Stored dataset items:
++++++++++++++++++++

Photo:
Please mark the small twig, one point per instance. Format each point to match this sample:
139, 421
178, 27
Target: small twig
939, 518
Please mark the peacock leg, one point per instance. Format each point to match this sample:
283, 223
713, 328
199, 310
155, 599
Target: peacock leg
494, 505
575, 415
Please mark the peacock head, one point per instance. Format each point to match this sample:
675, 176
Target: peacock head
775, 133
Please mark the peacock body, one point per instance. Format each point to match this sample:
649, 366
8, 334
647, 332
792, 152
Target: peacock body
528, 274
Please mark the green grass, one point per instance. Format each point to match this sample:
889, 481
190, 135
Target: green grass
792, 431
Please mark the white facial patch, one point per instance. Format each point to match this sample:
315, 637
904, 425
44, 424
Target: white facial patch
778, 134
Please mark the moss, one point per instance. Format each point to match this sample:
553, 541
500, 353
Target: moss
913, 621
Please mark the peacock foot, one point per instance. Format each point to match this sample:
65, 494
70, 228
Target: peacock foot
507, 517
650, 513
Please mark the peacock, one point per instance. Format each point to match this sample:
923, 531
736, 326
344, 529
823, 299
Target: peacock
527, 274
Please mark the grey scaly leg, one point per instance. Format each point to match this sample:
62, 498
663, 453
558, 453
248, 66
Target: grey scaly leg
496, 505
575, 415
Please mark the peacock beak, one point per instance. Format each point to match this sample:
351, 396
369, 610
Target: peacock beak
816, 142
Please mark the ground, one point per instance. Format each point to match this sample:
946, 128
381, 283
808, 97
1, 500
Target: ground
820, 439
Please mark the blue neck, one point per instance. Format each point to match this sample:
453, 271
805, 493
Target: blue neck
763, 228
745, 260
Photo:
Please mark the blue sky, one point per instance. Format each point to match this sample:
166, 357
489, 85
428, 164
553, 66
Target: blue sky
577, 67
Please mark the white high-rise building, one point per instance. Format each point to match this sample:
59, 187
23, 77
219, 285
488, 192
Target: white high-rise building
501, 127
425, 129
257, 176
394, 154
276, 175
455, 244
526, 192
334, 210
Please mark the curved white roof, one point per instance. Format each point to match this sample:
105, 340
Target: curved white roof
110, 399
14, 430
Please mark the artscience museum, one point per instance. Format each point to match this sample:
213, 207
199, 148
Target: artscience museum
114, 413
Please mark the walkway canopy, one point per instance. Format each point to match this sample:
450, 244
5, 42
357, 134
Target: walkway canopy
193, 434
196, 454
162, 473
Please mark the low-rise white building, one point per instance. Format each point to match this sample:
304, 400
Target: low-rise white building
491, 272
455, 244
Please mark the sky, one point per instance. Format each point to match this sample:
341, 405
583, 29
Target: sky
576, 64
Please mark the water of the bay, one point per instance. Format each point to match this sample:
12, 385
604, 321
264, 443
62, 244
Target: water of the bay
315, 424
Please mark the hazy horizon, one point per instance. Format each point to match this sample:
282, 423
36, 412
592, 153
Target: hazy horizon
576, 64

++++++++++++++++++++

_Task statement:_
Each line of the data above is to be duplicated exactly.

_Answer to this problem:_
Photo:
Please mark the small twig, one point per instance. Format each point to match this sample:
139, 421
178, 27
Target: small twig
939, 518
Please mark the peacock leg, one point per instance. Format each point to match this sample:
283, 223
713, 328
199, 310
155, 599
Target: peacock leg
494, 505
575, 415
Please mark the peacock head, one point per instance. Format each point to match this sample:
675, 176
Target: peacock head
775, 133
Please mark the peacock body, one point per instance. Format each point to match this sample:
649, 366
8, 334
647, 332
792, 152
Target: peacock body
528, 274
Please mark the green grass, one point per instance. Format each point to match this sample:
889, 481
190, 135
Target: green grass
792, 431
Please mark the white facial patch, one point per instance. Format each point to match this sample:
315, 637
904, 425
44, 424
Target: white facial patch
778, 134
Please mark the moss, one point per instance. Format each point to match this sample:
553, 541
500, 353
Target: moss
913, 621
Please mark the peacock foot, one point per instance. Format each point to match this sample:
65, 494
70, 228
Target: peacock foot
507, 517
650, 513
Please mark the peacock, one point per instance. Format each point to match this sample:
923, 531
736, 326
344, 529
823, 299
Target: peacock
527, 274
Please mark the grey scaly leg, one point per instance. Format each point to match this sample:
62, 498
663, 453
558, 453
248, 66
Target: grey scaly leg
496, 505
575, 415
Please mark the peacock beak, one point per instance. Format each point to match this sample:
351, 396
369, 610
Target: peacock beak
816, 142
Please mark the ground, one point per instance. Format each point to match this sample:
946, 128
381, 283
808, 97
1, 500
Target: ground
820, 439
Please mark the blue neck, one point per instance. Format each point to match this sample:
453, 271
805, 493
Target: blue neck
763, 228
745, 260
Photo:
Please mark the blue sky, one point per instance. Format each point to match this sample:
166, 357
489, 85
428, 164
553, 66
Target: blue sky
577, 67
Please mark the white high-rise building, one point per instance. Format each point to match this sample:
59, 187
23, 77
219, 285
488, 192
Target: white high-rise building
501, 127
425, 129
257, 176
394, 154
276, 175
455, 244
526, 192
334, 210
Please mark the curved white roof, one point per instance. Format each point to match this sample:
105, 340
Target: curved white roof
110, 399
14, 430
Please mark the artscience museum, one point per instance. Format each point to match this sample:
213, 207
199, 148
Target: artscience museum
114, 413
Please mark the walkway canopy, one point per instance. Format each point to match this sample:
450, 244
5, 42
357, 134
Target: walkway canopy
193, 434
196, 454
162, 473
Please mark the low-rise white building, one point per instance. Format each point to match this sample:
304, 400
Target: low-rise white building
491, 272
455, 244
Please mark the sky, one point per instance. Format each point to match this sample:
341, 405
583, 29
Target: sky
576, 64
Please mark the water of the bay, one point per instance. Format each point to match this sample:
12, 385
604, 321
264, 443
62, 244
Target: water of the bay
315, 424
Please mark the hazy horizon, one point per instance. Format each point to match this sample:
282, 423
36, 412
592, 153
Target: hazy horizon
576, 64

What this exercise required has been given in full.